**AIM**
Find every line in the entries below that contains the word "black", and copy each one out.

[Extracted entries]

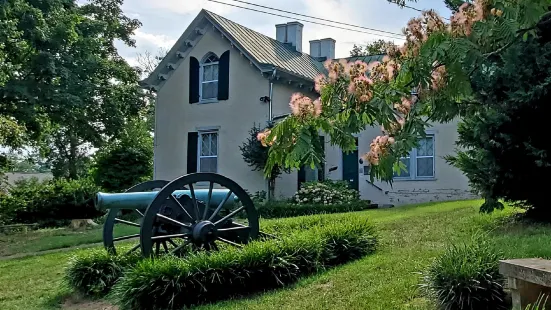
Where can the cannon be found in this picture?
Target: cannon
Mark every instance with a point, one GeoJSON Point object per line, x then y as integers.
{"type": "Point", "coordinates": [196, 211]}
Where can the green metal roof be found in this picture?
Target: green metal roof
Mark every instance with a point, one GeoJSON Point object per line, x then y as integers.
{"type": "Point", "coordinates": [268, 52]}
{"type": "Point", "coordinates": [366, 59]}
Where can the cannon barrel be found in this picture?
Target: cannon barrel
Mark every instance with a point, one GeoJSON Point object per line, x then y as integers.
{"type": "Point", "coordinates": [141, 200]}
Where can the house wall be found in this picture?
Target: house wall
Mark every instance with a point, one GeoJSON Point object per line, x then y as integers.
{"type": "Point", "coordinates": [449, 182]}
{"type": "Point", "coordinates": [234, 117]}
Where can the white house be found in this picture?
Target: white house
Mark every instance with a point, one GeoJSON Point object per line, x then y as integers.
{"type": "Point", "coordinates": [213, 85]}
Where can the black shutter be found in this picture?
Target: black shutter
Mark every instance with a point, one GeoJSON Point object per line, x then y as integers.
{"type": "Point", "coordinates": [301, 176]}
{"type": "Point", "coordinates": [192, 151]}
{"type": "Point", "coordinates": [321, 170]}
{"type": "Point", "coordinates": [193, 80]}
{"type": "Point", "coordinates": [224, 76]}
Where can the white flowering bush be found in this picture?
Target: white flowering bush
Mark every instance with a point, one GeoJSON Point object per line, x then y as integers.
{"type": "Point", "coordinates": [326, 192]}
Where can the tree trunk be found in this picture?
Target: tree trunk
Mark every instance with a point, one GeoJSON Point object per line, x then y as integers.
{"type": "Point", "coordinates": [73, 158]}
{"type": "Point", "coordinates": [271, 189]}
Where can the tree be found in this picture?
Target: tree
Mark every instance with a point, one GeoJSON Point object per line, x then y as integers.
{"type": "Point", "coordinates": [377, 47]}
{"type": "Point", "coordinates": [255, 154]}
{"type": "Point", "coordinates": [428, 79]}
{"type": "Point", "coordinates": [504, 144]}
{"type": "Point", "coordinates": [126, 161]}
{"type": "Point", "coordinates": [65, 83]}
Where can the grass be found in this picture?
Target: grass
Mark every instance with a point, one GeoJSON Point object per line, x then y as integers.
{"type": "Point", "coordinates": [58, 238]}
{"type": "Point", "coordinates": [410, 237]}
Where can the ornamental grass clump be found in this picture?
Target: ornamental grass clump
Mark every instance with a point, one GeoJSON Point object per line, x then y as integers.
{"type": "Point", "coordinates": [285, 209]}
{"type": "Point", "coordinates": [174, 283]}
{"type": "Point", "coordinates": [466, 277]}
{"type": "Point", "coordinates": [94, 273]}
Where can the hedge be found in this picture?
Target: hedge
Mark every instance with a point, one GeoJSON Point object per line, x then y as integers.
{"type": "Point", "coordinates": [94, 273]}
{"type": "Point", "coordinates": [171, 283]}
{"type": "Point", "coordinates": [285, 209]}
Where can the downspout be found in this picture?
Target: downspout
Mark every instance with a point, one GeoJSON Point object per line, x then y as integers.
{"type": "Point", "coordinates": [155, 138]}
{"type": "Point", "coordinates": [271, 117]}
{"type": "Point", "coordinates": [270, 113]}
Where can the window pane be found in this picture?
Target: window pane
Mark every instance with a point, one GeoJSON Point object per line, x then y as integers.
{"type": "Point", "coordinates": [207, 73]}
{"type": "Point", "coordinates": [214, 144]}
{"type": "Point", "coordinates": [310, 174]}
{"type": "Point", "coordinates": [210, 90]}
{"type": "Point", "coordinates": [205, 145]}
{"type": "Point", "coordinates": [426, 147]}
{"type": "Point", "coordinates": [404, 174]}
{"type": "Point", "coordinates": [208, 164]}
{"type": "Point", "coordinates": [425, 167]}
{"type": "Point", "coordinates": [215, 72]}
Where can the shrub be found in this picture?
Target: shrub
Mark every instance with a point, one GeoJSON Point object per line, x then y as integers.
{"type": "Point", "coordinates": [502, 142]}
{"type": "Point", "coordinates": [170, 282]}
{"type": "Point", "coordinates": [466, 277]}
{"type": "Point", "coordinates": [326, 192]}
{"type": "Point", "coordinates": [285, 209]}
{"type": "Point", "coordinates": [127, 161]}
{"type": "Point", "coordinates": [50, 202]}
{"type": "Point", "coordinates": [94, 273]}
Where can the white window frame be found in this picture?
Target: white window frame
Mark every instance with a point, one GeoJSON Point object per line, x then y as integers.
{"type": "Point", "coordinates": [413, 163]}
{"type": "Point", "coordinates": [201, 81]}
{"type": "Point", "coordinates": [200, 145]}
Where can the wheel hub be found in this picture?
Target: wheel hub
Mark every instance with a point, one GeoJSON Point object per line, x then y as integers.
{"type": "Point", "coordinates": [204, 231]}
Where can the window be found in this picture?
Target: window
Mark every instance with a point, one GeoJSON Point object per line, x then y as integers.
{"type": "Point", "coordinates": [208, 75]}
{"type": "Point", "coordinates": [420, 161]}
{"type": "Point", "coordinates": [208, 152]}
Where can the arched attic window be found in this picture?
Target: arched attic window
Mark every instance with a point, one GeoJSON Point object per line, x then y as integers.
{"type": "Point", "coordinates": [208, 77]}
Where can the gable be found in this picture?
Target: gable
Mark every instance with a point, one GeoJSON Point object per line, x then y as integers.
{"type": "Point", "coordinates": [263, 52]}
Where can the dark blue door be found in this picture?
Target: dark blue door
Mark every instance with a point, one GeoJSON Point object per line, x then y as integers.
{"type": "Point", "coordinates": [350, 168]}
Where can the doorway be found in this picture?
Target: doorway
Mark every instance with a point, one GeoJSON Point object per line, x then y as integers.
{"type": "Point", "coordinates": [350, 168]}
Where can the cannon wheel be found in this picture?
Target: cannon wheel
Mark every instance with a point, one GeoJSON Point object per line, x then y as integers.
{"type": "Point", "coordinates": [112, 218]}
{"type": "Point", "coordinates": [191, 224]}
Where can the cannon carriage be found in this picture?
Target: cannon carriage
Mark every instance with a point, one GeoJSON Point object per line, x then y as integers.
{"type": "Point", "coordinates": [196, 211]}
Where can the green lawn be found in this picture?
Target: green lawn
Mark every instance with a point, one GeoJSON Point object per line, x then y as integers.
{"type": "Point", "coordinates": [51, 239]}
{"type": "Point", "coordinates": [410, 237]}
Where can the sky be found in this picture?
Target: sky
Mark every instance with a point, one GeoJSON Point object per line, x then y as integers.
--
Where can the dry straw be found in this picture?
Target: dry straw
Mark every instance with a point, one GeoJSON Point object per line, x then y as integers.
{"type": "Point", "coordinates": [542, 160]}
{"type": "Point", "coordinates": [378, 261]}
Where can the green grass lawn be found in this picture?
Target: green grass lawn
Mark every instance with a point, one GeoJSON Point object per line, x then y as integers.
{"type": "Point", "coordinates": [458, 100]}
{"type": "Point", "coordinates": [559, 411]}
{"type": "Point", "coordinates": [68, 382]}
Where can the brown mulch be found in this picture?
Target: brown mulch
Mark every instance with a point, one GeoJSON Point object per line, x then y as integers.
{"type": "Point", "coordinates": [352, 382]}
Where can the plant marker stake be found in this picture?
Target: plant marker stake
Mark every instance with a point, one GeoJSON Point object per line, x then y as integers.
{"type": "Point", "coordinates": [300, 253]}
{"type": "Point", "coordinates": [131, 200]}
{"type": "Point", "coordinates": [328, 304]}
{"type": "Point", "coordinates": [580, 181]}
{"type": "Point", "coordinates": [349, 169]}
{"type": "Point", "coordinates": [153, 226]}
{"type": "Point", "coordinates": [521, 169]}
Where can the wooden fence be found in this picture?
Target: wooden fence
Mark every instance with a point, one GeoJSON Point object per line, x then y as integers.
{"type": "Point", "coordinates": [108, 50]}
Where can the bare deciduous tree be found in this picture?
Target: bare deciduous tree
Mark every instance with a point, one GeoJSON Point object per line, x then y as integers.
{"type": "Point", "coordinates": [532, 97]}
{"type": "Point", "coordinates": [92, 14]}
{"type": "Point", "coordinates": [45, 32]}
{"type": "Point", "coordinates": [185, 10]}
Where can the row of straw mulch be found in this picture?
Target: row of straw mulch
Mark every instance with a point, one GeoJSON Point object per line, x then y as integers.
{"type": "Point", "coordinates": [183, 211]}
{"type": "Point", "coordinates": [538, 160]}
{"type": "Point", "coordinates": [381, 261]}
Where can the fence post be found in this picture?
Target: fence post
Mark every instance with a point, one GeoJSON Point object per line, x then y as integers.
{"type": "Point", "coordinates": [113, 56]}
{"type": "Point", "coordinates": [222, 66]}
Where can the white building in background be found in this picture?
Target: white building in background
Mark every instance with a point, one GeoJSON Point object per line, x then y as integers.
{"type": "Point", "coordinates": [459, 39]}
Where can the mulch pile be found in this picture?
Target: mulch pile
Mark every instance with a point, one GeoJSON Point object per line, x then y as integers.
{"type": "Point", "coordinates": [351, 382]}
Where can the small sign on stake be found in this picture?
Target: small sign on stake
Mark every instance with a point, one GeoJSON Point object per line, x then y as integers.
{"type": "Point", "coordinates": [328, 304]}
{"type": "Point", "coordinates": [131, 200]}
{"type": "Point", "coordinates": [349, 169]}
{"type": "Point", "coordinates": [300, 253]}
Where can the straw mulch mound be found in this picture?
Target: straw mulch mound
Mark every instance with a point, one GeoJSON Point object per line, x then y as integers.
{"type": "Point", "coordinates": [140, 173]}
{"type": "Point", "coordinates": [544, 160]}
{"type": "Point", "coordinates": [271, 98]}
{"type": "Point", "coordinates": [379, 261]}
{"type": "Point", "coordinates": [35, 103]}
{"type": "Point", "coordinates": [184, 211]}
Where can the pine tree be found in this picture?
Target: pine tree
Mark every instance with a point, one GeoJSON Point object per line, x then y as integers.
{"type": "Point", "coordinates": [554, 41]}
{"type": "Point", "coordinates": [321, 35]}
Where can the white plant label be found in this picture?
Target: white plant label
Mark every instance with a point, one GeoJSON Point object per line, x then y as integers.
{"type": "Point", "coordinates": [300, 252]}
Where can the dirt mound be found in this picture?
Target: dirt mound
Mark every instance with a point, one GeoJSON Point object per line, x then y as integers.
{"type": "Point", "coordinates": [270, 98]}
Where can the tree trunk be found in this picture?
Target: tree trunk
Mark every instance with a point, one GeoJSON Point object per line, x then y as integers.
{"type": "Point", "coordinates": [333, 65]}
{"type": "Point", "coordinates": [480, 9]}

**SOLUTION TO THIS TASK**
Where can the black shutter be found in this picture?
Target: black shutter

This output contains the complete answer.